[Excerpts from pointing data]
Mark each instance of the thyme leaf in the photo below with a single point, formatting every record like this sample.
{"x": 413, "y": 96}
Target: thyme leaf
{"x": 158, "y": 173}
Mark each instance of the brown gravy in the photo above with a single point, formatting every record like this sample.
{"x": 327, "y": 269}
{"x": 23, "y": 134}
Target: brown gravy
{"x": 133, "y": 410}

● **Task details**
Set down all of the rows above once more, reproducing each line word for word.

● **Answer in full**
Mark each instance of the thyme leaf in the photo below with a single point, formatting every record like this sample.
{"x": 413, "y": 96}
Target: thyme leaf
{"x": 158, "y": 173}
Mark each instance of the brown gravy in the photo above with a single point, formatting every record like this sample.
{"x": 327, "y": 269}
{"x": 23, "y": 134}
Target: brown gravy
{"x": 133, "y": 410}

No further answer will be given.